Data for review →
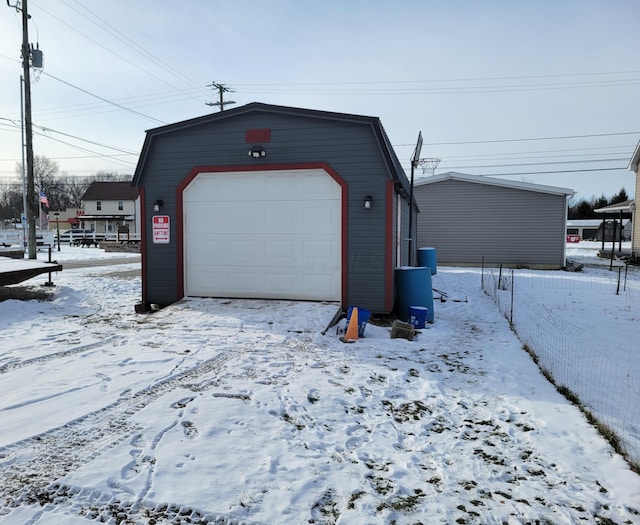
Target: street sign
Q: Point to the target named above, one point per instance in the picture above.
(161, 229)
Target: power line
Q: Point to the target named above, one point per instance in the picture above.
(104, 99)
(551, 163)
(439, 80)
(108, 49)
(494, 141)
(553, 172)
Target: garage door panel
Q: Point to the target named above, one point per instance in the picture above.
(274, 236)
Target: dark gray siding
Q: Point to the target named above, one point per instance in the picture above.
(467, 221)
(351, 149)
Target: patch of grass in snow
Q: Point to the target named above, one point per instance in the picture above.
(293, 421)
(412, 411)
(25, 293)
(355, 497)
(402, 503)
(605, 431)
(325, 509)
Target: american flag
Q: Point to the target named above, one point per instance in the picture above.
(43, 199)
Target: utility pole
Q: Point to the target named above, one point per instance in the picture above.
(222, 89)
(31, 194)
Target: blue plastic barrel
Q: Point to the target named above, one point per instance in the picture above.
(363, 318)
(418, 316)
(427, 257)
(413, 288)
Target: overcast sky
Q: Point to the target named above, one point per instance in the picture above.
(539, 91)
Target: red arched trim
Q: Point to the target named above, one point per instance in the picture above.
(250, 167)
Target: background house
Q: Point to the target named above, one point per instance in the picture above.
(470, 217)
(635, 235)
(274, 202)
(106, 206)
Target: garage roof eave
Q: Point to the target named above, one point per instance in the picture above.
(635, 159)
(395, 168)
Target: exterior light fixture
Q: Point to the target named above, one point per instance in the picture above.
(256, 152)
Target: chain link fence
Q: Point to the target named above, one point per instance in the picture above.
(602, 378)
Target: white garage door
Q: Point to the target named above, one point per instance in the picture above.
(267, 234)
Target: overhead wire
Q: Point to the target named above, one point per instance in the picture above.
(116, 33)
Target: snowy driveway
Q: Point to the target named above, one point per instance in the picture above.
(217, 411)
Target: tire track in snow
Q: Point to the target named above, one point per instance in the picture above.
(28, 467)
(14, 365)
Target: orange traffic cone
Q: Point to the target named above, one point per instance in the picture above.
(352, 329)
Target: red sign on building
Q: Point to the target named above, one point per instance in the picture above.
(161, 229)
(258, 135)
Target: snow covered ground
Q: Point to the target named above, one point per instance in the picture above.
(238, 411)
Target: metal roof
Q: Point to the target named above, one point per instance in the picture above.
(395, 168)
(624, 207)
(493, 181)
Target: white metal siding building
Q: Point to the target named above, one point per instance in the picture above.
(471, 218)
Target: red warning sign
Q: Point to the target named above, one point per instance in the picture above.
(161, 229)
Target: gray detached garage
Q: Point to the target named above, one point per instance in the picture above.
(272, 202)
(471, 218)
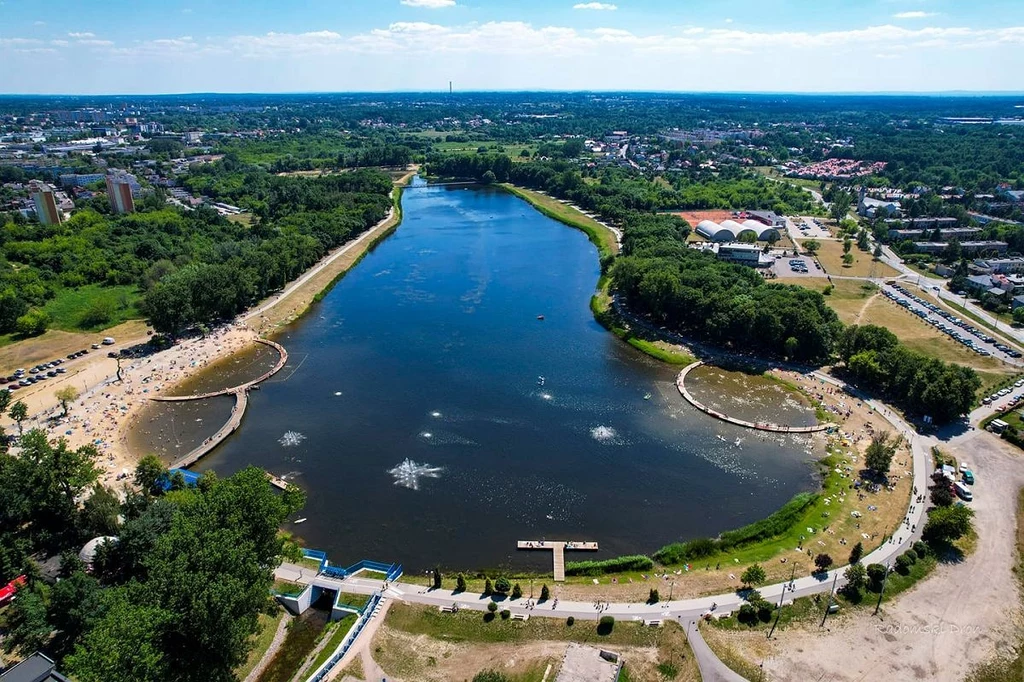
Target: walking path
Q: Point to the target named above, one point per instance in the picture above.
(760, 426)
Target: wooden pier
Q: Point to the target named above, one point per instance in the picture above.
(558, 547)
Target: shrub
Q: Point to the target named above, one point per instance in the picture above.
(903, 563)
(856, 553)
(755, 574)
(877, 573)
(615, 565)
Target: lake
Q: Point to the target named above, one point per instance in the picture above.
(431, 350)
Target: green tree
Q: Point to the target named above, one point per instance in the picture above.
(857, 552)
(880, 454)
(150, 474)
(19, 412)
(946, 524)
(755, 574)
(65, 395)
(28, 628)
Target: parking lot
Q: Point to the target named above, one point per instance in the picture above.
(960, 330)
(797, 266)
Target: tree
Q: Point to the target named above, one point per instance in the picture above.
(28, 629)
(19, 412)
(856, 553)
(880, 454)
(65, 395)
(941, 496)
(150, 474)
(856, 576)
(755, 574)
(946, 524)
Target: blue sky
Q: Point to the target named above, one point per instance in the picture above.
(117, 46)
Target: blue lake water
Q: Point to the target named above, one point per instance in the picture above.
(430, 349)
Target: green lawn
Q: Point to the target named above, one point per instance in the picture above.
(92, 307)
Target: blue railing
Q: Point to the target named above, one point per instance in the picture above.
(356, 629)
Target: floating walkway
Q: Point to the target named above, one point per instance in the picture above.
(241, 394)
(558, 548)
(760, 426)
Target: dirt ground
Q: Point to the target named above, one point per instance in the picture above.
(943, 628)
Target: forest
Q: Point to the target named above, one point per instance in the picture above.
(190, 266)
(174, 598)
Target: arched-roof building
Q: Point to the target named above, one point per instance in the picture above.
(713, 231)
(764, 232)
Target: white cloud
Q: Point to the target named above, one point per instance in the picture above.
(429, 4)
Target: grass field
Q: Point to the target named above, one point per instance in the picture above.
(261, 642)
(421, 643)
(93, 307)
(830, 257)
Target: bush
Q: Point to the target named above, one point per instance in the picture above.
(856, 553)
(755, 574)
(615, 565)
(903, 563)
(877, 574)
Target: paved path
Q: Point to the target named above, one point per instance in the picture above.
(760, 426)
(712, 670)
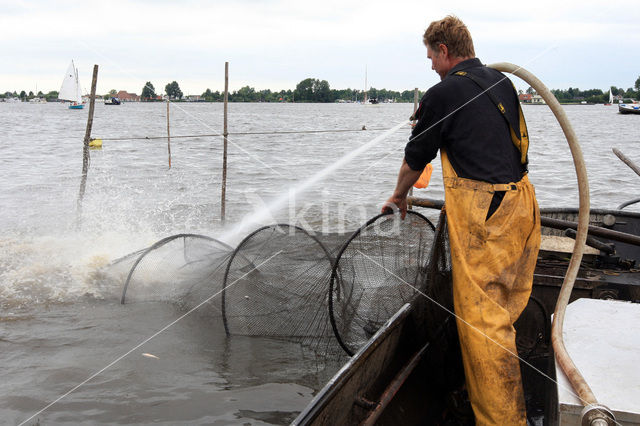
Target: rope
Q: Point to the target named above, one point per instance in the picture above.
(285, 132)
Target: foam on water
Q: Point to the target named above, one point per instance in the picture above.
(61, 268)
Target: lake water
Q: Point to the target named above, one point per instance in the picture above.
(58, 327)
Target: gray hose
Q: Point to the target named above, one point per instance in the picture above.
(564, 360)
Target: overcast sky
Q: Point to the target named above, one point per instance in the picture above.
(275, 44)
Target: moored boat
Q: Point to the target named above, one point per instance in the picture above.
(629, 109)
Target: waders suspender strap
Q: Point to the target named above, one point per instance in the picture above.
(522, 142)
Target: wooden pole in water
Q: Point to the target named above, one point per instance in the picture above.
(413, 123)
(225, 133)
(168, 134)
(627, 161)
(85, 148)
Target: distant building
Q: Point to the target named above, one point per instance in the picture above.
(125, 96)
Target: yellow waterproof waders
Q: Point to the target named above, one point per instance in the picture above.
(493, 262)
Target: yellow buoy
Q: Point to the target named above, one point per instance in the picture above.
(95, 143)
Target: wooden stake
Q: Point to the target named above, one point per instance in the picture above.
(225, 133)
(85, 148)
(415, 108)
(168, 134)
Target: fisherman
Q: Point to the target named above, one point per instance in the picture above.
(474, 119)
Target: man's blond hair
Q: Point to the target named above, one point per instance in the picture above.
(453, 33)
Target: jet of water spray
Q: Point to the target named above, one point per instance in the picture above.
(255, 217)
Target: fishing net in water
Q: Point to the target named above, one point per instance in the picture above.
(329, 292)
(380, 268)
(174, 268)
(276, 285)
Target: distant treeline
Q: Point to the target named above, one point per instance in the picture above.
(309, 90)
(595, 96)
(314, 90)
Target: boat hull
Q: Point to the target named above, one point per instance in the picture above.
(411, 372)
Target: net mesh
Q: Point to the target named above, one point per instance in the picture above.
(176, 269)
(380, 268)
(329, 292)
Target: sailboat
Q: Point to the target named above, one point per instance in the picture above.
(71, 90)
(610, 98)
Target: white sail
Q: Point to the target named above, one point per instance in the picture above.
(70, 90)
(78, 88)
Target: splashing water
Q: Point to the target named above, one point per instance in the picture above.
(231, 237)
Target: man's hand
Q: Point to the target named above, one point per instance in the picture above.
(398, 201)
(394, 204)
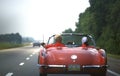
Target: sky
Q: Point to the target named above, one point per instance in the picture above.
(38, 18)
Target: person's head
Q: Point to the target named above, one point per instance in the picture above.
(85, 40)
(58, 38)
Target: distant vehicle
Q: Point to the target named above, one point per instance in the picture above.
(36, 43)
(73, 58)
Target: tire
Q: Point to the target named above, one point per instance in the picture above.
(43, 74)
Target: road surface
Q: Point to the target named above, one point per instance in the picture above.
(23, 62)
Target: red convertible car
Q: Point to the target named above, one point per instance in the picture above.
(72, 58)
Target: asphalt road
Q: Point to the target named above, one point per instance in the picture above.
(23, 62)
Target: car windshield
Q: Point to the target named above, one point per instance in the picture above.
(73, 40)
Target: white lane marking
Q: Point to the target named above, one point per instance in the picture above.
(114, 73)
(27, 58)
(9, 74)
(21, 64)
(31, 55)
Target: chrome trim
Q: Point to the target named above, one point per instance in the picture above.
(57, 66)
(63, 66)
(54, 66)
(94, 66)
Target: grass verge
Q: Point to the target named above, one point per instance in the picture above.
(113, 56)
(9, 45)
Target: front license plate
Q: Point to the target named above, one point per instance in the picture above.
(73, 67)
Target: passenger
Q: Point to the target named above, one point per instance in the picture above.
(85, 42)
(58, 42)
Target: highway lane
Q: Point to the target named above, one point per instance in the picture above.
(23, 62)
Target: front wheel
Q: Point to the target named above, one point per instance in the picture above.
(43, 74)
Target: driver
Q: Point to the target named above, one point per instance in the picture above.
(84, 42)
(58, 42)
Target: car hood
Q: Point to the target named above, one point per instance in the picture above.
(77, 55)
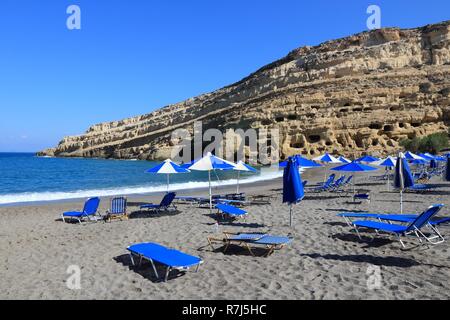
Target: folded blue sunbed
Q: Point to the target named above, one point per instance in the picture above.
(269, 242)
(230, 211)
(173, 259)
(166, 203)
(89, 211)
(414, 225)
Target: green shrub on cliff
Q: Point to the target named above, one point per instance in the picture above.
(432, 143)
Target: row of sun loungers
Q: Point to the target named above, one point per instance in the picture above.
(413, 224)
(332, 185)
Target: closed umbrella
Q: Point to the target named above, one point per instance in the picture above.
(167, 167)
(210, 163)
(242, 166)
(293, 191)
(403, 177)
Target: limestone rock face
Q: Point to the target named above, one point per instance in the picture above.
(358, 94)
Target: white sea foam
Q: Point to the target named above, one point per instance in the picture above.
(9, 199)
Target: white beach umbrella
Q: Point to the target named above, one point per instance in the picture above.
(210, 163)
(167, 167)
(242, 166)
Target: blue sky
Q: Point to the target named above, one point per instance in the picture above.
(134, 56)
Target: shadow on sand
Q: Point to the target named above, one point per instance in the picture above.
(146, 270)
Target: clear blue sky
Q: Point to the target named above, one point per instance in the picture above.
(134, 56)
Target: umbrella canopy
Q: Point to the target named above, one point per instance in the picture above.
(167, 167)
(412, 156)
(426, 157)
(447, 171)
(403, 177)
(344, 160)
(242, 166)
(388, 162)
(293, 191)
(354, 167)
(419, 161)
(210, 163)
(327, 158)
(433, 164)
(367, 159)
(301, 162)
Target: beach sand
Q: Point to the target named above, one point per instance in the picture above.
(324, 261)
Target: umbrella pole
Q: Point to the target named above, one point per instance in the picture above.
(290, 216)
(237, 188)
(210, 192)
(401, 201)
(388, 173)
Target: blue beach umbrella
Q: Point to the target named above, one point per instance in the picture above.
(293, 191)
(426, 157)
(419, 161)
(344, 159)
(301, 162)
(367, 159)
(388, 162)
(328, 158)
(210, 163)
(242, 166)
(412, 156)
(433, 164)
(354, 167)
(403, 177)
(447, 171)
(167, 167)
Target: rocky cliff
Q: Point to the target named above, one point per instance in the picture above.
(361, 93)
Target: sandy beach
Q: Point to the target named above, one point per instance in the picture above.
(324, 261)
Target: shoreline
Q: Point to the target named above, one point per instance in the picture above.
(325, 260)
(223, 184)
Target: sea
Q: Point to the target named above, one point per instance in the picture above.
(26, 178)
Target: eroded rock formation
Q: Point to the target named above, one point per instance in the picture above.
(358, 94)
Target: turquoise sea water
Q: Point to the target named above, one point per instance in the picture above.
(26, 178)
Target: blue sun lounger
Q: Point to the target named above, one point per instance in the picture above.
(402, 218)
(118, 209)
(226, 210)
(325, 186)
(247, 240)
(89, 211)
(166, 203)
(414, 226)
(171, 258)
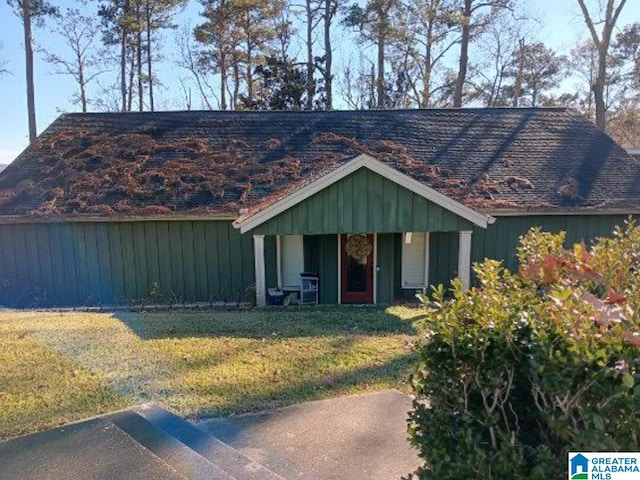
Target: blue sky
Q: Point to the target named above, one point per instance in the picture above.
(561, 25)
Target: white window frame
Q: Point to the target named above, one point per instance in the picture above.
(410, 236)
(280, 255)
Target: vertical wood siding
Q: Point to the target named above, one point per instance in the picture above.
(69, 264)
(363, 202)
(500, 240)
(321, 257)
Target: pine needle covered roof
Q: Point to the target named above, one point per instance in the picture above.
(216, 163)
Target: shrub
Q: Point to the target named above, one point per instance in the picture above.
(515, 373)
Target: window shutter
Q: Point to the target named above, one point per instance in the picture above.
(292, 253)
(414, 259)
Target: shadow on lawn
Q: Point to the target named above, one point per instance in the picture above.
(259, 324)
(394, 372)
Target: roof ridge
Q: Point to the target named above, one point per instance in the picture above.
(326, 112)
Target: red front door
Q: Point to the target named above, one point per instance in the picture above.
(356, 276)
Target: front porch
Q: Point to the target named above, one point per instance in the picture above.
(398, 265)
(409, 236)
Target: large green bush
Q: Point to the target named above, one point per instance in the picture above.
(515, 373)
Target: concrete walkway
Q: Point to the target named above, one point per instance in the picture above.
(95, 449)
(359, 437)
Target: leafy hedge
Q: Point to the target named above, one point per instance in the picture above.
(515, 373)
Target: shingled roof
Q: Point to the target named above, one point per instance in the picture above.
(216, 163)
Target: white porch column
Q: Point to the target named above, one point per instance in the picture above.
(464, 259)
(258, 253)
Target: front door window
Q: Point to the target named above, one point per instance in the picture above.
(357, 268)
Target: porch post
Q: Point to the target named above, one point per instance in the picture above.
(258, 251)
(464, 259)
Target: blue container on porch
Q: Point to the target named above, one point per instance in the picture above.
(275, 296)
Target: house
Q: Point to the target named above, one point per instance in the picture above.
(114, 208)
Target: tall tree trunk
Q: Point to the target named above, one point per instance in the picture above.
(28, 50)
(426, 81)
(310, 69)
(329, 11)
(249, 74)
(236, 85)
(123, 55)
(517, 88)
(380, 91)
(149, 57)
(464, 54)
(139, 57)
(602, 44)
(82, 84)
(223, 81)
(132, 76)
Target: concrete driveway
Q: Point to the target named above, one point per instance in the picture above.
(360, 437)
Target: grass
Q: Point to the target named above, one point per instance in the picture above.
(58, 367)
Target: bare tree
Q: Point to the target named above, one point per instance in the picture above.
(475, 16)
(29, 11)
(601, 43)
(80, 35)
(375, 21)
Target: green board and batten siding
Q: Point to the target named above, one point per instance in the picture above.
(115, 263)
(363, 202)
(110, 263)
(500, 240)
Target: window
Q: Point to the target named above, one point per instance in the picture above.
(291, 260)
(415, 260)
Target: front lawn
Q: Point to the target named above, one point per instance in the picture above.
(59, 367)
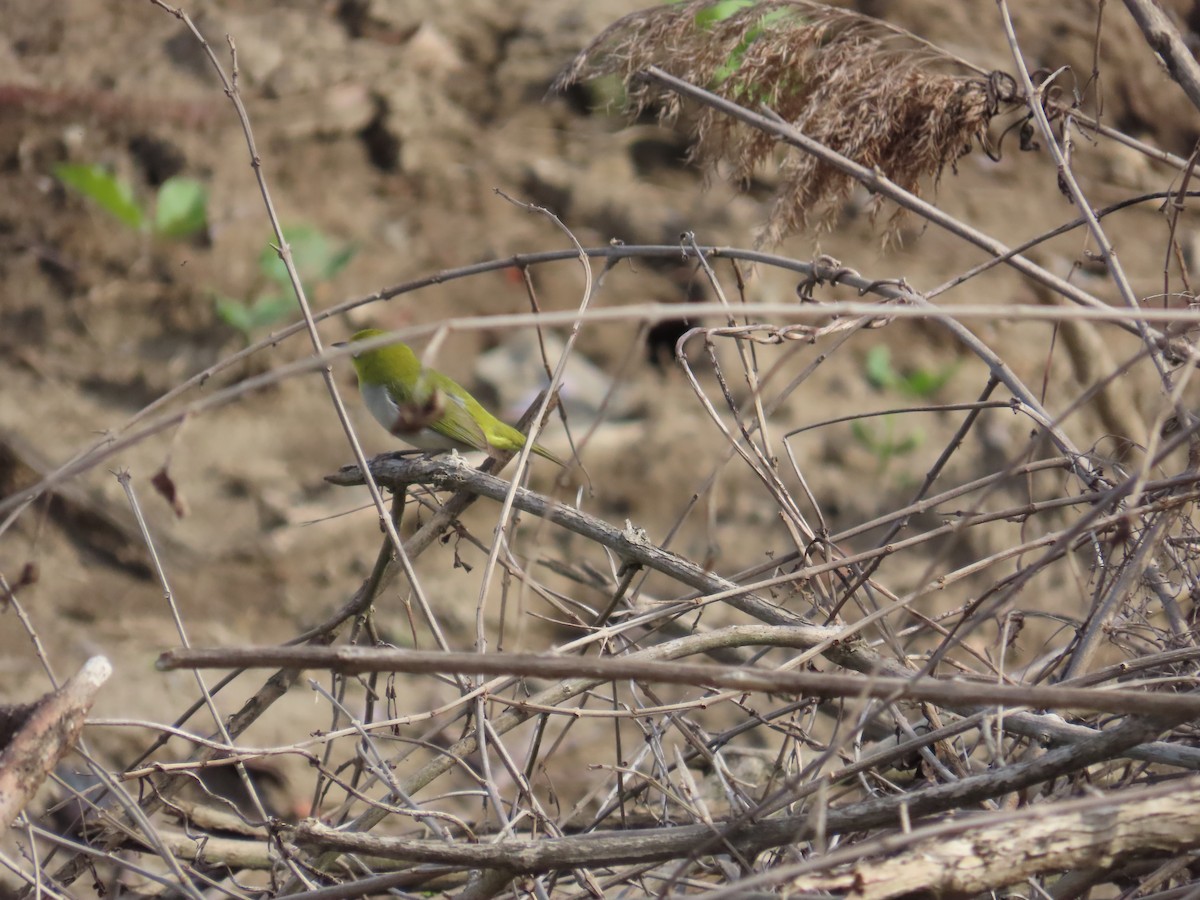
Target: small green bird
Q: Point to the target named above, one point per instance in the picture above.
(425, 408)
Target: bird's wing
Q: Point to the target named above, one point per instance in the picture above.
(456, 421)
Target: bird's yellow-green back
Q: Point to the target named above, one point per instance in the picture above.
(391, 379)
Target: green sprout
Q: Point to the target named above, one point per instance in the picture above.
(883, 443)
(316, 261)
(181, 205)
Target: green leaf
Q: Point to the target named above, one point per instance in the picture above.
(181, 209)
(103, 189)
(720, 11)
(924, 383)
(247, 318)
(315, 257)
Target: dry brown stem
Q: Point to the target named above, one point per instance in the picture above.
(861, 88)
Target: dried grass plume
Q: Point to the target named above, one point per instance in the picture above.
(873, 93)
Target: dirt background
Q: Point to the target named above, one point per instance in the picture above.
(388, 125)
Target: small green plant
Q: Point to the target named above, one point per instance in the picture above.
(316, 261)
(180, 209)
(883, 443)
(919, 383)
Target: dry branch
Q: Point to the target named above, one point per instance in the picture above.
(850, 82)
(357, 660)
(37, 736)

Required action → In the listing above, find the line with "Target: tire track in snow" and output it and every line after it up to and including the line with "Target: green lawn", exactly, minus the pictures.

Task answer →
Target: tire track in snow
Q: Point to the target named above, one point per instance in the picture above.
(28, 467)
(14, 365)
Target: orange traffic cone
Q: Point to the target named above, one point per instance in the picture above.
(352, 329)
Target: red sign on building
Q: Point to the target named above, one point per instance in the picture above.
(161, 229)
(258, 135)
Target: snow covered ground
Q: Point to the target named above, one point per instance in the picture above.
(238, 411)
Target: metal roof
Q: Point to the target named above, one point per instance in the picture above.
(395, 168)
(624, 207)
(493, 181)
Target: white metal siding building
Q: Point to the target named above, one point per instance in the picture above.
(471, 218)
Target: red warning sign
Q: Point to the target named above, one point per instance in the picture above.
(161, 229)
Target: gray detached garage
Q: Point to the target named above, one point per instance in the picture above.
(272, 202)
(471, 218)
Target: walking path
Q: Point to the target named above, one point per instance in the picture above.
(760, 426)
Target: wooden pier
Q: Point to the target named above, one point per instance in the picture above.
(558, 547)
Target: shrub
Q: Point to the target named above, one point per instance in the picture above.
(903, 563)
(856, 553)
(755, 574)
(877, 573)
(615, 565)
Target: lake
Q: Point to the target named above, one point per instance in the picture above.
(431, 350)
Target: green tree
Q: Point to the target named above, one point per instance in the picture above.
(857, 552)
(880, 454)
(150, 474)
(19, 412)
(946, 524)
(755, 574)
(65, 395)
(28, 628)
Target: parking lot
Q: Point to the target named above, one point per instance in the picture above.
(960, 330)
(797, 266)
Target: tree
Q: Point to the target named above, one point per instance in the picture above.
(28, 629)
(19, 412)
(856, 553)
(880, 454)
(65, 395)
(941, 496)
(150, 474)
(856, 576)
(755, 574)
(946, 524)
Target: blue sky
Q: Point to the target named above, one point per instance in the picture above.
(117, 46)
Target: blue lake water
Q: Point to the target named above, one point per instance in the picture above.
(430, 349)
Target: green lawn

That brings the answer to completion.